─── Material supplied

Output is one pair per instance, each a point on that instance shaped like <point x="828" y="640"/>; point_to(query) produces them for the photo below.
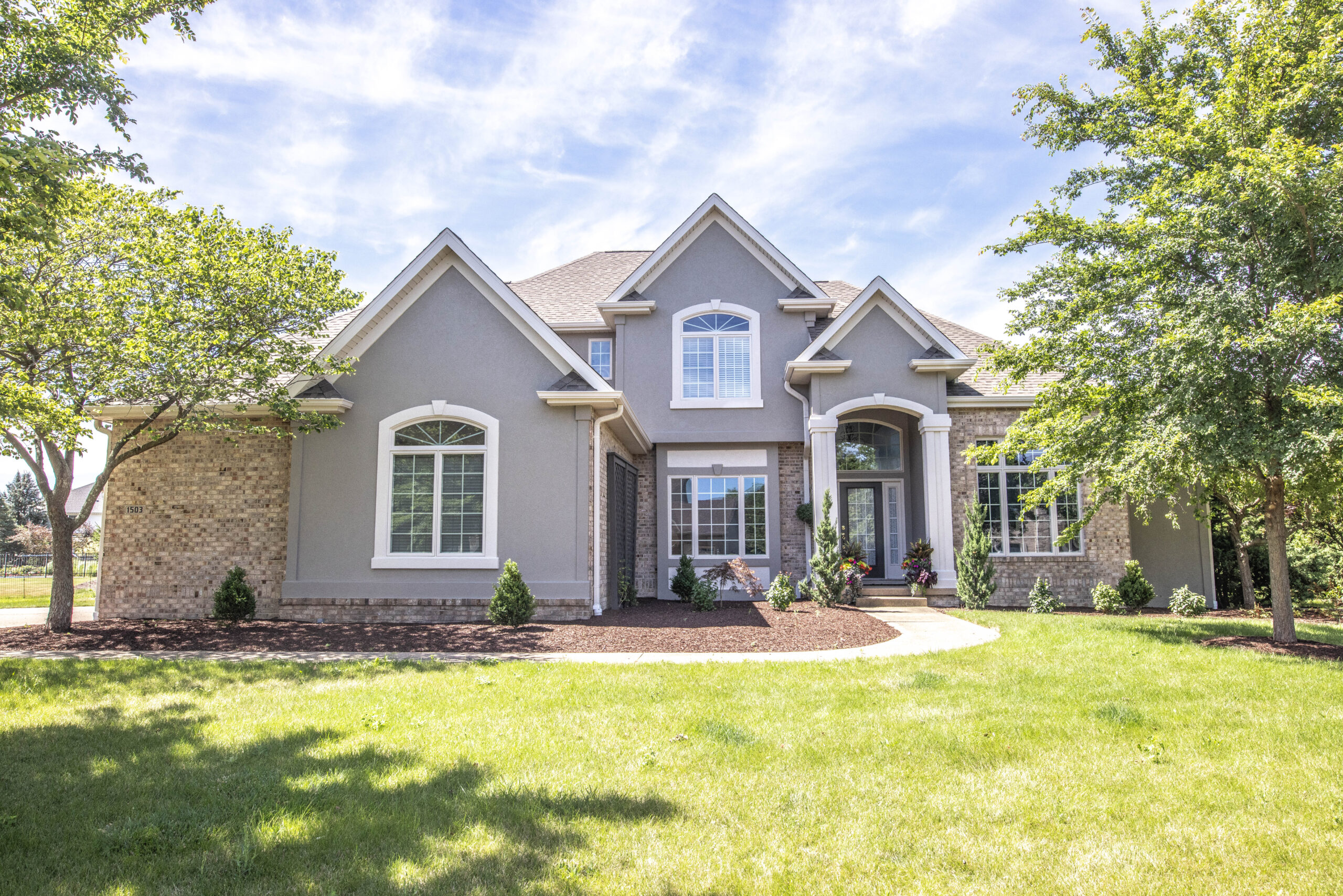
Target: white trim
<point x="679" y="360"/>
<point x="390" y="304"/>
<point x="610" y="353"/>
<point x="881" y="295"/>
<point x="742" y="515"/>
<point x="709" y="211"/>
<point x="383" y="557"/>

──────

### What to work on
Scale the entries above by reproducing every line, requests included, with each coordinate in the answer points multiplied by 1.2 and rounded to the nearest whole number, halves rounded up; numbers within the requests and their format samples remain unchanged, and the pictures are to be omitted.

### Answer for the task
Output is one pair per instance, each a point on that instance shaped like <point x="828" y="640"/>; point_to(query) produces them for the photo below.
Target: white trim
<point x="815" y="432"/>
<point x="468" y="365"/>
<point x="732" y="424"/>
<point x="1057" y="354"/>
<point x="890" y="618"/>
<point x="851" y="253"/>
<point x="460" y="668"/>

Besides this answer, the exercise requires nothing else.